» **Document section**
[Start of Attachment]

They showed particular bravery in the battle, a sergeant of Bulkeley
capturing an English flag, a colour from the Coldstream Guards,
driving the British army from the field with the battle-cry,
Cuimhnidh ar Luimneach agus ar feall na Sasanach!. Their role in
this battle was commemorated on its 250th anniversary by
the issue of a common design stamp by the Irish and Belgian post
offices. A later battle cry, "Remember Fontenoy!" was used by
69th New York
and the
Irish Brigade
during the
American Civil
War’.[2]
Ian Delahanty of Boston College has detailed how 'I've found that
Irish-American leaders (many of whom went on to serve as officers in
the Union Army) before the Civil War were obsessed with the story of
the Wild Geese and maintaining an Irish military tradition in
America. Recruitment posters or advertisements would include phrases
like "Remember Fontenoy," and I know of at least a couple
of widely-read Irish immigrant newspapers that ran both fictionalized
and non-fiction stories of the Irish Brigade in France. These
papers, like the Boston Pilot and New York Irish-American, were
hugely influential at the time of the Civil War, and they used the
Irish military tradition in America (whether in the Mexican American
War, War of 1812, or especially the Revolution) as a way to rally
Irish immigrants to the Union'. The most famous of these US Civil
War regiments was the New York based 'Fighting 69th' with its battlecry of "Faugh a Ballagh;"

[End of Attachment]

» **Data extracts**

[Start of Attachment]

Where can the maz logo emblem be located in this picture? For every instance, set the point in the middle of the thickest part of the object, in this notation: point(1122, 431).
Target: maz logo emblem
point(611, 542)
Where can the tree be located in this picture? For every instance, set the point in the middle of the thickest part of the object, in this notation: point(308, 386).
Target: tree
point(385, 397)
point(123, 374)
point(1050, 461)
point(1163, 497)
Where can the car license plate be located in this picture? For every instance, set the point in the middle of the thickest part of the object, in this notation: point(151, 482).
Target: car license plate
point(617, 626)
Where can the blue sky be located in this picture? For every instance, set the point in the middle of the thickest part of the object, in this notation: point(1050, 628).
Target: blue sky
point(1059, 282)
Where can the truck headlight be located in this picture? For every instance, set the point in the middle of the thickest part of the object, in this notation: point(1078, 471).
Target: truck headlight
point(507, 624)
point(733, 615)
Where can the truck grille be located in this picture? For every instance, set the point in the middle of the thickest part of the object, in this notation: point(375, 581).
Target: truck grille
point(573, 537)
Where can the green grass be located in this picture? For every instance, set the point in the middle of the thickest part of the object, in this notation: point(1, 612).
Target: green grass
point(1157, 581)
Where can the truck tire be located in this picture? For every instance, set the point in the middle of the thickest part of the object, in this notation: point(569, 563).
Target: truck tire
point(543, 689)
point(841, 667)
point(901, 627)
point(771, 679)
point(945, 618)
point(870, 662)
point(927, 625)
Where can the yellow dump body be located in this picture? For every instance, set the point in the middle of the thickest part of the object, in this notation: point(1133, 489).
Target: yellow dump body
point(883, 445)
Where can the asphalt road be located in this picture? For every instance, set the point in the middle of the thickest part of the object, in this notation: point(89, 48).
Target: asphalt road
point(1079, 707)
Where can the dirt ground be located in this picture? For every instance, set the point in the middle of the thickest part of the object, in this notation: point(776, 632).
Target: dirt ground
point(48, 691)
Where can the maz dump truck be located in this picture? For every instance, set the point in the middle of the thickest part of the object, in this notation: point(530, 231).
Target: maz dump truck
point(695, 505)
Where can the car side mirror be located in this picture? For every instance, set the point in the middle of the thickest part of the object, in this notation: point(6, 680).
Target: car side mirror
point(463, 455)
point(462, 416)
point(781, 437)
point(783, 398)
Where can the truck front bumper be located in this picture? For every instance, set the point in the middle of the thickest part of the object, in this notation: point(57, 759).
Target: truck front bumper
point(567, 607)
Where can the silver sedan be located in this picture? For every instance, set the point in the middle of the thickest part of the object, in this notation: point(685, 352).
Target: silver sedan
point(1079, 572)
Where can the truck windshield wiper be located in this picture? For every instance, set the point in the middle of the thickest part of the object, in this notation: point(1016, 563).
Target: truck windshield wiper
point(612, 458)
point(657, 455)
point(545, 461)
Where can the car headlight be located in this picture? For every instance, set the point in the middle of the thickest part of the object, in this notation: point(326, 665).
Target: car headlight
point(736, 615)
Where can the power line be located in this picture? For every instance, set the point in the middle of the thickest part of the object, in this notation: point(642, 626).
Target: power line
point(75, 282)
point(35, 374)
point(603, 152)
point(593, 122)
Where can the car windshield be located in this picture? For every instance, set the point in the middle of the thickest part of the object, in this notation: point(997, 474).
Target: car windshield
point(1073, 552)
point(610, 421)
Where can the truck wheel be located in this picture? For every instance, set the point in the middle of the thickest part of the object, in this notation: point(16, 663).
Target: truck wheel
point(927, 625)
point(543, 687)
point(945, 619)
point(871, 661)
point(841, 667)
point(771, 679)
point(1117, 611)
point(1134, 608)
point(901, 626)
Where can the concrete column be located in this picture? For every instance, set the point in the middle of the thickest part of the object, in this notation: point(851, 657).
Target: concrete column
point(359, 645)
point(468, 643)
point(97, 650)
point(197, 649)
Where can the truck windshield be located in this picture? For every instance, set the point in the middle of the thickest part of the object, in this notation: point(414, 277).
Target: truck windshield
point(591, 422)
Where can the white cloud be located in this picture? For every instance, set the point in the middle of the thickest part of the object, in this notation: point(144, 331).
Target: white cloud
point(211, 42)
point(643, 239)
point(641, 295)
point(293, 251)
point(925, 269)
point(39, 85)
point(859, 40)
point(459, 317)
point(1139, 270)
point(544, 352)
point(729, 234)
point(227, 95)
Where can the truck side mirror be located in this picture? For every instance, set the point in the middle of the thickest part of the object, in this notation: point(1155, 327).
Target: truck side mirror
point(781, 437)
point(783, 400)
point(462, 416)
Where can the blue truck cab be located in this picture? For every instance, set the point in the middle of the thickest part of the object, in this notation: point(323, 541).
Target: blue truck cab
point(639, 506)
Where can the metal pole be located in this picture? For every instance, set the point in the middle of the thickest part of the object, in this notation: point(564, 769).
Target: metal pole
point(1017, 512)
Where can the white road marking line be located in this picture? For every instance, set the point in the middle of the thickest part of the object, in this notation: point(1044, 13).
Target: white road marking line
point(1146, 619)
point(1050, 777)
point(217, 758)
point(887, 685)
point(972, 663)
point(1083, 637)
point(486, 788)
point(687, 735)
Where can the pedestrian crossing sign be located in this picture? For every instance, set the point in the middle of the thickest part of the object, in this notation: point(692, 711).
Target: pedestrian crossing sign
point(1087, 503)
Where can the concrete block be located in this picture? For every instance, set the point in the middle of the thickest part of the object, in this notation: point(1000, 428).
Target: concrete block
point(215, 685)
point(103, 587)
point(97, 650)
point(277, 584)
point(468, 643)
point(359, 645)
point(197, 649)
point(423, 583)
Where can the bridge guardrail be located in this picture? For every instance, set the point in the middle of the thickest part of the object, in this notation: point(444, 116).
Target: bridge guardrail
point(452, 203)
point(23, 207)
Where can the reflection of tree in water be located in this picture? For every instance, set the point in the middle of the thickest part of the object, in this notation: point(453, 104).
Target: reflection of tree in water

[End of Attachment]

» **What to work on**
Copy out the passage on the Irish Brigade at Fontenoy and its legacy in the American Civil War in full, word for word.

» **Answer box**
They showed particular bravery in the battle, a sergeant of Bulkeley
capturing an English flag, a colour from the Coldstream Guards,
driving the British army from the field with the battle-cry,
Cuimhnidh ar Luimneach agus ar feall na Sasanach!. Their role in
this battle was commemorated on its 250th anniversary by
the issue of a common design stamp by the Irish and Belgian post
offices. A later battle cry, "Remember Fontenoy!" was used by
69th New York
and the
Irish Brigade
during the
American Civil
War’.[2]
Ian Delahanty of Boston College has detailed how 'I've found that
Irish-American leaders (many of whom went on to serve as officers in
the Union Army) before the Civil War were obsessed with the story of
the Wild Geese and maintaining an Irish military tradition in
America. Recruitment posters or advertisements would include phrases
like "Remember Fontenoy," and I know of at least a couple
of widely-read Irish immigrant newspapers that ran both fictionalized
and non-fiction stories of the Irish Brigade in France. These
papers, like the Boston Pilot and New York Irish-American, were
hugely influential at the time of the Civil War, and they used the
Irish military tradition in America (whether in the Mexican American
War, War of 1812, or especially the Revolution) as a way to rally
Irish immigrants to the Union'. The most famous of these US Civil
War regiments was the New York based 'Fighting 69th' with its battlecry of "Faugh a Ballagh;"